[[ Passage for review, beginning ]]

Columbus Public Health is investigating a Local Case of Measles

A Child Who Recently Traveled has Tested Positive for Measles

Columbus Public Heath is currently investigating a confirmed case of measles in a 17 month old female resident in Columbus Public Health's jurisdiction. The case had recent international travel and is unvaccinated. The child was not infectious during travel.

Columbus Public Health is currently conducting contact tracing. Early investigative results show that there is no risk to the general public at this time. The child and her family are currently isolating at home.

About Measles:

Measles is a highly contagious and potentially severe disease that causes fever, rash, cough, and red, watery eyes. It mainly spreads through the air after a person with measles coughs or sneezes.

Measles symptoms begin seven to 21 days after exposure. Measles is contagious from approximately four days before the rash appears through four days after the rash appears. People can spread measles before they have the measles rash.

Measles complications can include ear infections, diarrhea, pneumonia, and rarely, encephalitis (brain inflammation).

[[ Passage for review, end ]]
[[ Input data, beginning ]]

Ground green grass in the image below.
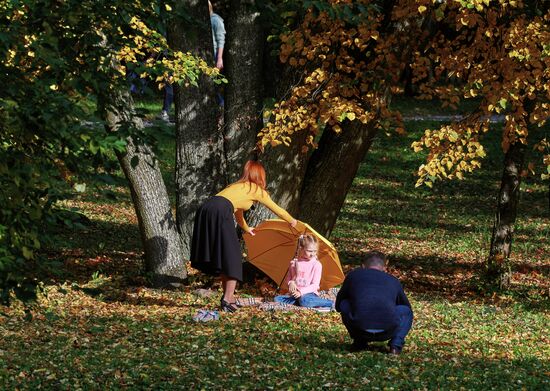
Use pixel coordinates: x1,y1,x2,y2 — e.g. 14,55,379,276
0,99,550,390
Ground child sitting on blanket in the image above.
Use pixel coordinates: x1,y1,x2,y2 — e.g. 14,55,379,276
274,234,334,308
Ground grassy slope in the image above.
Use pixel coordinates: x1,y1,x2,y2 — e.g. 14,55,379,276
0,99,550,390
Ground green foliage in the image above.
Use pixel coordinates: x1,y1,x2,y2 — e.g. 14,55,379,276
0,0,219,302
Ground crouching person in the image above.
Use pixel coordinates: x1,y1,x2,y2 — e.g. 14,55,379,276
336,251,413,354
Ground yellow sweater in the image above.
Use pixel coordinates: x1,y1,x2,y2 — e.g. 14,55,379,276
216,182,294,232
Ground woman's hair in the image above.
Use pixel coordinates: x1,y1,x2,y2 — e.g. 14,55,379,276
237,160,266,190
298,234,319,250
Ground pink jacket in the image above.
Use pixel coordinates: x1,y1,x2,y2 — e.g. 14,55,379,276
286,258,323,295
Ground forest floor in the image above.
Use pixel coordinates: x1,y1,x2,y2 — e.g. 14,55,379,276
0,96,550,390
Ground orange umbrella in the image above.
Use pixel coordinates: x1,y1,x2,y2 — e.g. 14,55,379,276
243,219,344,290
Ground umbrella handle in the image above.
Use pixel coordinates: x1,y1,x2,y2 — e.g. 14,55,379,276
277,266,290,290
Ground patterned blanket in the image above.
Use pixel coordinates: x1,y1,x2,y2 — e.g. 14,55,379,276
233,288,340,312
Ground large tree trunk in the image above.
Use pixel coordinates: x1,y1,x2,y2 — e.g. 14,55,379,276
102,91,187,287
487,141,527,288
168,0,226,258
224,0,265,183
299,121,376,236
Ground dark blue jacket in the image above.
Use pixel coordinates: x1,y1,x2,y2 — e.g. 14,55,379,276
336,268,411,330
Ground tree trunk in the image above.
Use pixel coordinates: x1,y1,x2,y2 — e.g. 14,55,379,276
168,0,226,259
102,91,187,287
299,121,376,237
224,0,265,183
487,141,527,289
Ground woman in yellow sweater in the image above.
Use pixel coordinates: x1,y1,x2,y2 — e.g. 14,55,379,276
191,160,296,312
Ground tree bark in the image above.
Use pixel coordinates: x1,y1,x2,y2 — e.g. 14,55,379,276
102,90,187,287
299,121,376,237
168,0,226,259
487,141,527,289
223,0,265,183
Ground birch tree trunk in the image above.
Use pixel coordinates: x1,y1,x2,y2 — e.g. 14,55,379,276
101,90,187,287
223,0,266,183
168,0,226,259
299,121,376,237
487,142,527,288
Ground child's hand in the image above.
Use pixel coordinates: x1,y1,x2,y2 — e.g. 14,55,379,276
292,289,302,299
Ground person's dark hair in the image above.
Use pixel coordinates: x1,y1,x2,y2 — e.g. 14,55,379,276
363,250,386,268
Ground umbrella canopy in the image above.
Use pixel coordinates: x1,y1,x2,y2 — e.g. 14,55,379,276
243,219,344,290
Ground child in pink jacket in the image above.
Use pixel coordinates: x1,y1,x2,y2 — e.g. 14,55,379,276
275,234,334,308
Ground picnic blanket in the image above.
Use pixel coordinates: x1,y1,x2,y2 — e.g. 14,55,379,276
237,288,340,312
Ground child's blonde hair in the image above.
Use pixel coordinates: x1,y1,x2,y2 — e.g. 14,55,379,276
296,234,319,251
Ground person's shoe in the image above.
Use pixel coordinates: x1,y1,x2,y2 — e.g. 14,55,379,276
349,341,369,353
390,346,402,356
220,298,239,312
159,110,170,122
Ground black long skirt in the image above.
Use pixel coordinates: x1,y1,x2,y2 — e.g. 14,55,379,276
191,196,243,281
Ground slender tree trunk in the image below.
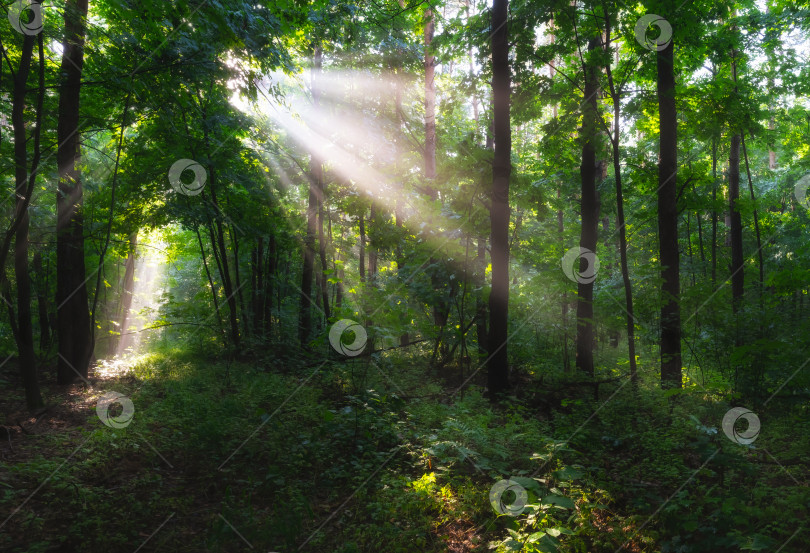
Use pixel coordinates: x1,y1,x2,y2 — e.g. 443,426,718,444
358,212,366,282
195,228,222,329
56,0,92,384
740,134,765,286
206,179,239,349
712,137,717,288
32,251,51,351
298,47,323,347
487,0,512,400
11,27,45,410
253,236,266,336
425,9,436,190
657,42,681,388
114,231,139,352
606,49,638,385
576,37,600,376
475,236,489,356
318,192,331,324
728,133,745,313
264,234,281,339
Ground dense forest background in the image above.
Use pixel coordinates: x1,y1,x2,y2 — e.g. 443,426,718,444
0,0,810,553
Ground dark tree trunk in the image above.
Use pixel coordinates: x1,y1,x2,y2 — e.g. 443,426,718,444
728,133,745,313
475,236,489,356
318,192,331,324
32,251,51,351
741,134,765,286
357,212,366,282
56,0,92,384
253,236,265,336
298,47,323,347
11,29,45,410
424,9,436,185
206,181,239,349
264,234,281,340
606,37,638,385
657,42,681,388
712,137,717,288
487,0,512,400
576,38,600,376
115,231,139,351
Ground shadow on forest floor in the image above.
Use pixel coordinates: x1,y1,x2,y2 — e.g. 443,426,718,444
0,351,810,553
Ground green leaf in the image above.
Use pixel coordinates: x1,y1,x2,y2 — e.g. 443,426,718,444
541,494,575,509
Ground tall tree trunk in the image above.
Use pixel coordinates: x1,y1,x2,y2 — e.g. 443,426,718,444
475,236,489,356
657,42,681,388
576,37,600,376
368,202,377,284
114,231,140,352
298,47,323,347
425,9,436,190
253,236,265,336
206,181,239,349
740,134,765,288
32,251,51,351
728,133,745,313
357,211,366,282
605,40,638,385
318,191,331,324
712,136,717,288
56,0,92,384
264,234,281,340
11,25,45,410
487,0,512,400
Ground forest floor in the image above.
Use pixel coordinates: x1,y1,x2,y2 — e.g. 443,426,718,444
0,348,810,553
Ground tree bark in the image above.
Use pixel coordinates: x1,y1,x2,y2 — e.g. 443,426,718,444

[[ Input data, end ]]

(Tasks to carry out):
1. According to the measles notice, how many days after exposure do measles symptoms begin?
2. Continue the measles notice from its last sentence.

(Your responses):
1. Seven to 21 days after exposure.

2.
About the Measles, Mumps, and Rubella (MMR) Vaccine:

Anyone who has never received Measles, Mumps, and Rubella (MMR) vaccine is at high risk of measles and should be vaccinated. The MMR vaccine is safe and highly effective at preventing measles. One dose of MMR vaccine is 93% effective and two doses are 97% effective at preventing measles. MMR is widely available at healthcare providers and Columbus Public Health.

What Columbus Public Health is Doing:

Columbus Public Health is working with the Ohio Department of Health and other partners to protect health by conducting contact tracing, providing education and MMR vaccines to those at risk of infection. Columbus Public Health also is preventing the spread of measles by conducting 24/7 surveillance, and tracking, interviewing and investigating cases to prevent the spread of disease in our community.